Not trying to be unnecessarily critical, but I've interviewed with teams in the past and the code tests, sample works, etc that they put me through are much more intense than this. Only trying to help.
Re: Fixing the Cavs with A.I
Posted: Sat Feb 10, 2018 1:18 am
by Crow
Most teams have trios with over 1000 minutes, headed toward 1500 plus for full season. On average teams have 5 trios over 600 minutes, headed toward 1000 plus. Pairs and trios should probably get more attention. If you focused on perimeter trios and interior pairs you could mix n match. And I think perimeters and interiors have more identity than random trios. RAPM for sub-lineup groups is always appreciated.
With one exception the big minute trios for the Cavs on raw plus minus were neutral to negative. They needed to change via trades and / or change in coaching. Were they aware of and motivated by top trio data? I dunno. Detroit, Lakers, Utah have pretty bad top trio data. They aren't going anywhere til they fix it. Maybe the trades and a fresh look will have a chance. They may need more trades and / or new coaching. For Utah and Lakers the trades did not directly affect any of these top trios. For Detroit they all are no longer possible. Pretty big difference. The Lakers top trios involve Ball, KCP, Ingram and Lopez. Good chance 2 will be gone by fall. Maybe all of them eventually.
Charlotte has pretty good top trios. Every trio over 600 minutes has the same 5 players. The 5 man lineups does fine, gets played a lot, injuries permitting. Somehow in finishing other lineups with 3 or less of these guys they are getting weaker results. Everyone outside that 5 should be scrutinized, again.
*-*-*
PROBLEM A: Decide whether each statement agrees with the basketball forum post, answering yes or no and quoting the words of the post that settle it: (i) on average, teams have 5 trios over 600 minutes; (ii) for Utah and the Lakers, the trades directly affected their top trios; (iii) every Charlotte trio over 600 minutes has the same 5 players.
The text and the records are unrelated to each other.
*-*-*
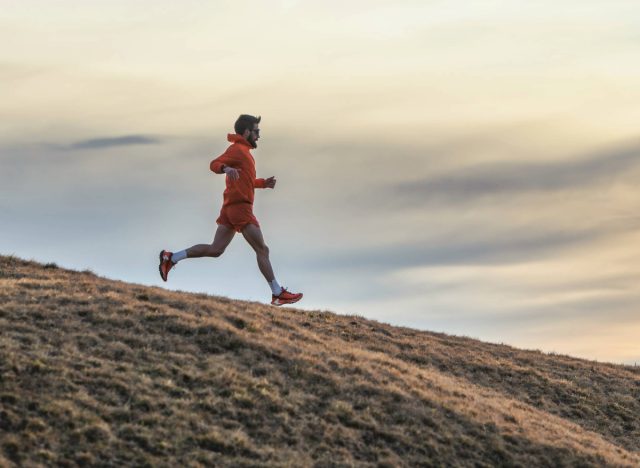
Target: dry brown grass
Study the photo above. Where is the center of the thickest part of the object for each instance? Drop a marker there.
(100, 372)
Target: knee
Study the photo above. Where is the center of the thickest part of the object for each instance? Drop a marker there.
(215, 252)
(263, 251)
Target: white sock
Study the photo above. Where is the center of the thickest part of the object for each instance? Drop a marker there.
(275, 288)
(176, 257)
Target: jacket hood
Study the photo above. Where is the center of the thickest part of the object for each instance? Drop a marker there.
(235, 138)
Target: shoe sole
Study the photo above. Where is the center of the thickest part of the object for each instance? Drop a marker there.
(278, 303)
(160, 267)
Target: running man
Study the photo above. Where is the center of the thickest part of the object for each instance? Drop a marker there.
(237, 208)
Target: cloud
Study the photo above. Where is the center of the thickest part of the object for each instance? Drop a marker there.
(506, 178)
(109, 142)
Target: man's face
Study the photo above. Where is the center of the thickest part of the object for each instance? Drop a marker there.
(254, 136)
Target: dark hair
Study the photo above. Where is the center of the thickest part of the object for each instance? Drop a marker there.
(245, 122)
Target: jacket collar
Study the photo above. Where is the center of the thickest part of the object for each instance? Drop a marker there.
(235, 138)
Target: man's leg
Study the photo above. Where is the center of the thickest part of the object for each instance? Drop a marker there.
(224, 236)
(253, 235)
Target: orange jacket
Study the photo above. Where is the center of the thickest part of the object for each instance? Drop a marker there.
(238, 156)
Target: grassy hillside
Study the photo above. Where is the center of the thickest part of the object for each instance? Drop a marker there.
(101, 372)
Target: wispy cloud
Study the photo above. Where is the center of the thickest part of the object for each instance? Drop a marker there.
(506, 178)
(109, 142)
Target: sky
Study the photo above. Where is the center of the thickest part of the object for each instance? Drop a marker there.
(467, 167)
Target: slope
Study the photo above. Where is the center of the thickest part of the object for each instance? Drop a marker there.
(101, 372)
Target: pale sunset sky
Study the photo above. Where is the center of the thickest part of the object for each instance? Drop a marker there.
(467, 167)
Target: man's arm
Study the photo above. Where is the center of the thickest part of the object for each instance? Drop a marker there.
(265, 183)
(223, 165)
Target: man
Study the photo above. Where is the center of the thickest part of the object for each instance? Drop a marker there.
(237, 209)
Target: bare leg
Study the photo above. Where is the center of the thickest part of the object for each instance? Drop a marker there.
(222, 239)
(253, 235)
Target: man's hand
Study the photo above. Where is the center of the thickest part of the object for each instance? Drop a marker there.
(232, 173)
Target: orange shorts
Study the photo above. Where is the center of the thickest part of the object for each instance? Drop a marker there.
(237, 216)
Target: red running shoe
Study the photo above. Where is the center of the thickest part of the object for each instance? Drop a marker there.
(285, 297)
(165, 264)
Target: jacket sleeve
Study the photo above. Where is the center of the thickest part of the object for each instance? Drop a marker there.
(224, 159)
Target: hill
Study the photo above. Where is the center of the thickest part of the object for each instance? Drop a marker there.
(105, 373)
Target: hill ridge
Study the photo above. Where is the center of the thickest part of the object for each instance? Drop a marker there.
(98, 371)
*-*-*
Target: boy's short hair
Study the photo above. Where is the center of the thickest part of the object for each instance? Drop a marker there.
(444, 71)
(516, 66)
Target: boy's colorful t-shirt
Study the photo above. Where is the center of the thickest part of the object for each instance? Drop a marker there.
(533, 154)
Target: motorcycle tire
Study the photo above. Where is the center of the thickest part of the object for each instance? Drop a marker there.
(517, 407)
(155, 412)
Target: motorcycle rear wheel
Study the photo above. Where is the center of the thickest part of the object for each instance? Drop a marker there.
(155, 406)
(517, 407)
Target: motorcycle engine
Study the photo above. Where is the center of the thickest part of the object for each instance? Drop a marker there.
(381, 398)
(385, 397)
*-*-*
PROBLEM B: Collect every line of the records that contains the word "jacket". Case counts.

ANSWER A:
(i) Yes: "On average teams have 5 trios over 600 minutes, headed toward 1000 plus."
(ii) No: "For Utah and Lakers the trades did not directly affect any of these top trios."
(iii) Yes: "Every trio over 600 minutes has the same 5 players."

ANSWER B:
Target: jacket hood
Target: jacket collar
Target: orange jacket
Target: jacket sleeve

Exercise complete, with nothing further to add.